## Problem:
Go through the listing below and state how many lines hold the word "haze", giving only the number.

## Dataset records:
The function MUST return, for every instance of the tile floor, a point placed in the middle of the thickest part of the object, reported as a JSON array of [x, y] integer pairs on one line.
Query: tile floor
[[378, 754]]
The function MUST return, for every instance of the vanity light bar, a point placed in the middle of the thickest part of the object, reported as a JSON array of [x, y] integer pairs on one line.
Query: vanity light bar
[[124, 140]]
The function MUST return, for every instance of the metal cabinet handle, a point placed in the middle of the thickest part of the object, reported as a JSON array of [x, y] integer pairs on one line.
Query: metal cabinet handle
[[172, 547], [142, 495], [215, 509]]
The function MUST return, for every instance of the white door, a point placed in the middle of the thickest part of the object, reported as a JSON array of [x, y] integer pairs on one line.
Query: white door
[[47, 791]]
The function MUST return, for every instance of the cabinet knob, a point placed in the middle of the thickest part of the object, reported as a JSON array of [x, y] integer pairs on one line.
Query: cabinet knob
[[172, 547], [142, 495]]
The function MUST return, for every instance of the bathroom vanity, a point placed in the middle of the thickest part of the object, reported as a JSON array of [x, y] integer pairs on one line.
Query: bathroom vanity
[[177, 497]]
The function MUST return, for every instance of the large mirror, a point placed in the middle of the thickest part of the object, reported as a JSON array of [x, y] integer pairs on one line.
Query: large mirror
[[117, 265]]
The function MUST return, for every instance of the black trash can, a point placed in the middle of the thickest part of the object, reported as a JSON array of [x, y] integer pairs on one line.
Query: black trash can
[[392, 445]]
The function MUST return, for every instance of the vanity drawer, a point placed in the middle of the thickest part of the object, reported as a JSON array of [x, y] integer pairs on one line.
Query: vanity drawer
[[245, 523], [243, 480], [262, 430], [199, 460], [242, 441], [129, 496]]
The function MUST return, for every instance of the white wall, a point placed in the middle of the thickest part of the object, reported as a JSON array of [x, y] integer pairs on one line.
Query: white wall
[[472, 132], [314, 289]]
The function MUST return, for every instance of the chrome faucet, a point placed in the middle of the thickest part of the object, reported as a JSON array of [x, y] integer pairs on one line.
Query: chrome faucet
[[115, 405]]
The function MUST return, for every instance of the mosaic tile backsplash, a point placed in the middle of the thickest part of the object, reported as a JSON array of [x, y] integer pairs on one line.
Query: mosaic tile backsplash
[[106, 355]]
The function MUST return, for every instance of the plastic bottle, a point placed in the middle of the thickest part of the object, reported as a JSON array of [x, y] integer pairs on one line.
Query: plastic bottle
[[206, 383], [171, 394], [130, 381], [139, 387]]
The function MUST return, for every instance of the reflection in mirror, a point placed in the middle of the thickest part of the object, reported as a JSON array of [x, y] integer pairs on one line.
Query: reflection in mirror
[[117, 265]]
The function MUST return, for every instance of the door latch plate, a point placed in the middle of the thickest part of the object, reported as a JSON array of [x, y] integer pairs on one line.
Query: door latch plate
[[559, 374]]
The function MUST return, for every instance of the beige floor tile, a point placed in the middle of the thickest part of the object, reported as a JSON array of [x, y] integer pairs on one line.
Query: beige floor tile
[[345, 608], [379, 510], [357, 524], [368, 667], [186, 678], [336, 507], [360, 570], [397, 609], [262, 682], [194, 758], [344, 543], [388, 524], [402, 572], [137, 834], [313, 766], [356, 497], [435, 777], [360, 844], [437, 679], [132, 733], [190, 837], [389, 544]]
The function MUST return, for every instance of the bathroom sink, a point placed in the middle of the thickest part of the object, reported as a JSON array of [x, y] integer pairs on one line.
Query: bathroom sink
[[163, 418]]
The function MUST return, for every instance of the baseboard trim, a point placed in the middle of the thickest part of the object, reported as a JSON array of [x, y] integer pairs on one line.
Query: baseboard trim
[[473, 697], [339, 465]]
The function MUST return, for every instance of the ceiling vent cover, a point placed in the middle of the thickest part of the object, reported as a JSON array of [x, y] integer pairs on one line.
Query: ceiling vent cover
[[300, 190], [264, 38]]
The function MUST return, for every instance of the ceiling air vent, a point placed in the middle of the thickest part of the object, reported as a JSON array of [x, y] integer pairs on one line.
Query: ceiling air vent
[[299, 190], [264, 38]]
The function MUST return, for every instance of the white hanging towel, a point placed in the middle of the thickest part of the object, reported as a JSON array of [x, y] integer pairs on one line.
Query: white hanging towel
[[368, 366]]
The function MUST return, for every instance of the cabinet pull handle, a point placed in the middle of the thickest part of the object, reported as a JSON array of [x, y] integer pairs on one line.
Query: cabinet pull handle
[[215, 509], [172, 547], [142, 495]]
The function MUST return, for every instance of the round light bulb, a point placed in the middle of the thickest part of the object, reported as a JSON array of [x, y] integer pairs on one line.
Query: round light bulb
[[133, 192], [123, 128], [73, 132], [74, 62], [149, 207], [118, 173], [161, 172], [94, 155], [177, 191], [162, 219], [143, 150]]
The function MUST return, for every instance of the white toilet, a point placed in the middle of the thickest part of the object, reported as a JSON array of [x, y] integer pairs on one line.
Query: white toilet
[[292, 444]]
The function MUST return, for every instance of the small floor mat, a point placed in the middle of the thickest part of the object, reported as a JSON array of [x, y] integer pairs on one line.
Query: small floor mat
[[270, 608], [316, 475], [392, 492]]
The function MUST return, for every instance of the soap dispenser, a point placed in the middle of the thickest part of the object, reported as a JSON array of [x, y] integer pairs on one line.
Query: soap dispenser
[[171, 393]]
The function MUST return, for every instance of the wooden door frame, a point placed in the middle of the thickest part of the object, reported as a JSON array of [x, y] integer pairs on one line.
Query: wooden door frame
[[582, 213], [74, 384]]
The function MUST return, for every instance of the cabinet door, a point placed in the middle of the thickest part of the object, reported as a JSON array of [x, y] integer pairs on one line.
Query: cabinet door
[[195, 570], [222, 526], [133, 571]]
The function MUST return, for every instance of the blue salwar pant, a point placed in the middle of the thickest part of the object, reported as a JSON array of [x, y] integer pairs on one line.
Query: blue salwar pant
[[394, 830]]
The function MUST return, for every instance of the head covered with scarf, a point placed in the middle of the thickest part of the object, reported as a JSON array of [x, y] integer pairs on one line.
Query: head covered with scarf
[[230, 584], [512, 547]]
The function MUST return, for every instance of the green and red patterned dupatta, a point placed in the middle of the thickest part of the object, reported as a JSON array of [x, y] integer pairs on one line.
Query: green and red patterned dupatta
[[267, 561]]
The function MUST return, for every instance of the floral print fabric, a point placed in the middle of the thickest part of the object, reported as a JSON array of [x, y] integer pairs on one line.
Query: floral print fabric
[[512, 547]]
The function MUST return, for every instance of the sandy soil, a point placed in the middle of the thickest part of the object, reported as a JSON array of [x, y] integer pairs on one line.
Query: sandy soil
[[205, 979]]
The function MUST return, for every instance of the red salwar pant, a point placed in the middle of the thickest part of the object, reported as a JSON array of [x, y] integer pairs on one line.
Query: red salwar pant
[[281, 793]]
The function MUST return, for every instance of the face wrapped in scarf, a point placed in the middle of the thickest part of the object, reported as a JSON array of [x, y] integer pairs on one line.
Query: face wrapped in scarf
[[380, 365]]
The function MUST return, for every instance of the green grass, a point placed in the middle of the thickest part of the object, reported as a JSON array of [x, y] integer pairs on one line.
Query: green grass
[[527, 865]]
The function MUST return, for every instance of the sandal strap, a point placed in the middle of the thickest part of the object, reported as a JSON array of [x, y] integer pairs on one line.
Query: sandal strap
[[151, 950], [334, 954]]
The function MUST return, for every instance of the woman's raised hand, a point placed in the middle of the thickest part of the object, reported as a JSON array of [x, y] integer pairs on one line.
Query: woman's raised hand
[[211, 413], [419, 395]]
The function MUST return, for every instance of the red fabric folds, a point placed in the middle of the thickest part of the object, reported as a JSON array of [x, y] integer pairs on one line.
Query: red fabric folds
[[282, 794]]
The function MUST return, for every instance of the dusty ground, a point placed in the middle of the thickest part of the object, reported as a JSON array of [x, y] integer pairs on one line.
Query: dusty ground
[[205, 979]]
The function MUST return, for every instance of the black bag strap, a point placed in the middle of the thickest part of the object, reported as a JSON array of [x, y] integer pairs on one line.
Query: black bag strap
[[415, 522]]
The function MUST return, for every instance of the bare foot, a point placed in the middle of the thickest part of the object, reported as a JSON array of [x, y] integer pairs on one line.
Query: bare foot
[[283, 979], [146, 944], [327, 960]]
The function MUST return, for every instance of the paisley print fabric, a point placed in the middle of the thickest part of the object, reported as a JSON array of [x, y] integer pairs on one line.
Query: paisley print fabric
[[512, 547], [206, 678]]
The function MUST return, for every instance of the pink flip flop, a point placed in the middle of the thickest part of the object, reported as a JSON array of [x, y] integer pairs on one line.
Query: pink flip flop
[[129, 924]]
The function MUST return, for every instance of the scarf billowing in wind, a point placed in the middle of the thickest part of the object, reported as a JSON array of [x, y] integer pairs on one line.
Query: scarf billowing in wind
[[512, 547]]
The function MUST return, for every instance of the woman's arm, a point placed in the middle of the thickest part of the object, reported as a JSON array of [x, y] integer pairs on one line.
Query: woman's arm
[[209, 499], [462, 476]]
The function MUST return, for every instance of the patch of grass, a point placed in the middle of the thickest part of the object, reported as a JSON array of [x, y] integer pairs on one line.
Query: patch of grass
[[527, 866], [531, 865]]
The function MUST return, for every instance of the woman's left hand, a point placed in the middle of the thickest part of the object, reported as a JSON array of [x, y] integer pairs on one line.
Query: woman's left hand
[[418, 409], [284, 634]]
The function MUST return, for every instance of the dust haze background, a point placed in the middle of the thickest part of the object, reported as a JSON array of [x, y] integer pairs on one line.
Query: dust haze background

## Solution to this problem:
2